● **Text section**:
At the quarter-finals of the women's heavyweight taekwondo competition at the 2008 Summer Olympics, Chen fought Sarah Stevenson from Great Britain and was declared the winner, but British officials protested. They claimed that the referees missed a scoring kick by Stevenson; subsequent examination of video footage showed this to be true. Chen's victory was rescinded, and Stevenson advanced. This was the first time in Olympic taekwondo history that a result was changed. In the semi-final round, the British athlete lost to María del Rosario Espinoza (the eventual gold medallist), meaning that any opportunity for Chen to win a medal through repechage was gone.

During most of her competitive career, Chen was listed at 180 cm in height and 72 kg in weight. One of her training methods was to practise kicking a volleyball that had been thrown into the air. Around 2003, she held the rank of 3rd dan in taekwondo.

● **Data lines**:
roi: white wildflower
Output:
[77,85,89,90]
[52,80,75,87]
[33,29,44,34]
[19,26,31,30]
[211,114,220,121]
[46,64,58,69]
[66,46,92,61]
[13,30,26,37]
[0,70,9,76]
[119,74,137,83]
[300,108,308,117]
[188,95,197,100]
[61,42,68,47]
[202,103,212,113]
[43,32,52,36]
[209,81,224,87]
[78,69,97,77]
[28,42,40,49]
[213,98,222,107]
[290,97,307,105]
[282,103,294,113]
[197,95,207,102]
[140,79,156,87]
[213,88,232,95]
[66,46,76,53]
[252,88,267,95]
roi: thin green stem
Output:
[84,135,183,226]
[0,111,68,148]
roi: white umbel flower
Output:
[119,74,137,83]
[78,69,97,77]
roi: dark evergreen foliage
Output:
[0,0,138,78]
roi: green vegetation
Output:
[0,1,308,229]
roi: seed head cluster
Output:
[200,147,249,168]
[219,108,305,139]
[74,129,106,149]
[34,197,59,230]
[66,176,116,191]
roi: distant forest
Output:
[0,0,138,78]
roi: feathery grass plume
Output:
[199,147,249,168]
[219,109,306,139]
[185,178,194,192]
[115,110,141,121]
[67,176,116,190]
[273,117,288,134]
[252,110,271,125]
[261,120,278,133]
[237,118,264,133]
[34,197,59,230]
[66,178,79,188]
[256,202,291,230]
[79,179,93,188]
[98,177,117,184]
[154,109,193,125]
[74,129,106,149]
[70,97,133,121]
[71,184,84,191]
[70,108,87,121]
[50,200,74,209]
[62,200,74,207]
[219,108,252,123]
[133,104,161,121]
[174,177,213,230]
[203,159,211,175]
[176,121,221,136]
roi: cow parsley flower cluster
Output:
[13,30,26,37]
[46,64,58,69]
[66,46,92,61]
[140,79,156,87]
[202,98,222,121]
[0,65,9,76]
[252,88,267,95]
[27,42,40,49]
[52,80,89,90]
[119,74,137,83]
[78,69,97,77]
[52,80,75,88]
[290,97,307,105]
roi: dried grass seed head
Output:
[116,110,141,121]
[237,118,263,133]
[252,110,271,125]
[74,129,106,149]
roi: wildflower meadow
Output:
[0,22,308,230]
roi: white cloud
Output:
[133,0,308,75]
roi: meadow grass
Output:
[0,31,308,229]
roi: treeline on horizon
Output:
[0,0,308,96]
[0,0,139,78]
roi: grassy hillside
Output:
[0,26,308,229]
--
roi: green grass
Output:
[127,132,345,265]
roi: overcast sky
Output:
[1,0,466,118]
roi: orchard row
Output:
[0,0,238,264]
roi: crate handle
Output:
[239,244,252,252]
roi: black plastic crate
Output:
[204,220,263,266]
==
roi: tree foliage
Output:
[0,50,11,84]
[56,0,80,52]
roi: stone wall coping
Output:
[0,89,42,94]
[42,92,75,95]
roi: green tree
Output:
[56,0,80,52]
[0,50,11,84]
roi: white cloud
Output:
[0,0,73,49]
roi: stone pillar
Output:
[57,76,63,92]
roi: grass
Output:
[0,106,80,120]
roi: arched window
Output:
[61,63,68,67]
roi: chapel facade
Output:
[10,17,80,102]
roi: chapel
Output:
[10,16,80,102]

● **Problems to solve**:
a – Transcribe the text on Chen's taekwondo career from "During most of" through "dan in taekwondo.".
b – Go on with the text on Chen's taekwondo career from where it stops.
The listing comes from a separate source.

● **Written answers**:
a –
During most of her competitive career, Chen was listed at 180 cm in height and 72 kg in weight. One of her training methods was to practise kicking a volleyball that had been thrown into the air. Around 2003, she held the rank of 3rd dan in taekwondo.

b –
==Post-competition career==
In the period leading up to the 2008 Summer Olympics, Chen had indicated that she would retire for taekwondo competition after the Olympic tournament. She said, "I'm a single girl who has wandered around for 10 years. My parents want me to settle down." She has described herself as introverted, and paints as a hobby.

==See also==
- China at the 2000 Summer Olympics
- China at the 2004 Summer Olympics
- China at the 2008 Summer Olympics
- Taekwondo at the Summer Olympics
- Zhuang Xiaoyan

==Notes==

a. Sarah Stevenson eventually won the bronze medal in the women's heavyweight taekwondo competition at the 2008 Summer Olympics; this was Great Britain's first Olympic taekwondo medal.